Work to complete → Which lines below mention "volkswagen"? Pick each one out.

Provided data →
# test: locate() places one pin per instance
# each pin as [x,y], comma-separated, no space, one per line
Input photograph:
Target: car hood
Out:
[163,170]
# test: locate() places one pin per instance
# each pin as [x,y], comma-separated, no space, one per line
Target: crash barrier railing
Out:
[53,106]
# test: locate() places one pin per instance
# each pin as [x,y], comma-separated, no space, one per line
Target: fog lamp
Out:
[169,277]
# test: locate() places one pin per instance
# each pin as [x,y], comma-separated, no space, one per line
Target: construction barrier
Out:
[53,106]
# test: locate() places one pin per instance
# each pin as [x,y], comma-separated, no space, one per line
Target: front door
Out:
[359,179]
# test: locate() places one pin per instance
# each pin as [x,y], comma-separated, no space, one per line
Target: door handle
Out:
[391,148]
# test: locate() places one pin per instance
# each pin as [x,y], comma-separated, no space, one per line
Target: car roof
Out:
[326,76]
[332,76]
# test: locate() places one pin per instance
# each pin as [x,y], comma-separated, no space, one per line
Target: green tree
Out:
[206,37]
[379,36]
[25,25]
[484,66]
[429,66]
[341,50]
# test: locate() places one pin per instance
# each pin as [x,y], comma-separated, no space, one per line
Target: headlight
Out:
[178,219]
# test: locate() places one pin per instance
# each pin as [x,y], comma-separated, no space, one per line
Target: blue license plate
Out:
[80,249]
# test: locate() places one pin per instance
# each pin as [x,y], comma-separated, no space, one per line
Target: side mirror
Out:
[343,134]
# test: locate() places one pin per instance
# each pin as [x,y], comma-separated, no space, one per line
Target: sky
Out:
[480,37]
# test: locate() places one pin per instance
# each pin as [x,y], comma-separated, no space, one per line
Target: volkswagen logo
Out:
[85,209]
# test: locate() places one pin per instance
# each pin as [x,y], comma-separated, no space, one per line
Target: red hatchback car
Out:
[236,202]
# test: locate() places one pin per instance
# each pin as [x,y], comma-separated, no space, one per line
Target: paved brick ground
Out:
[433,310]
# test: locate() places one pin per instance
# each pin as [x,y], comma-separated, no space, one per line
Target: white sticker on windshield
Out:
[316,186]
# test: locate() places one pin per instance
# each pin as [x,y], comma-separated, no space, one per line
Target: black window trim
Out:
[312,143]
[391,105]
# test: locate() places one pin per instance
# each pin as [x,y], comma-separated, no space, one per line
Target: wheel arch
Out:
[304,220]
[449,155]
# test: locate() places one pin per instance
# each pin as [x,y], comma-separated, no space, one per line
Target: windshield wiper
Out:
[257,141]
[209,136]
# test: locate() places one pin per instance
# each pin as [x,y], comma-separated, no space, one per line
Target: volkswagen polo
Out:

Expected answer →
Target: volkswagen logo
Target: volkswagen polo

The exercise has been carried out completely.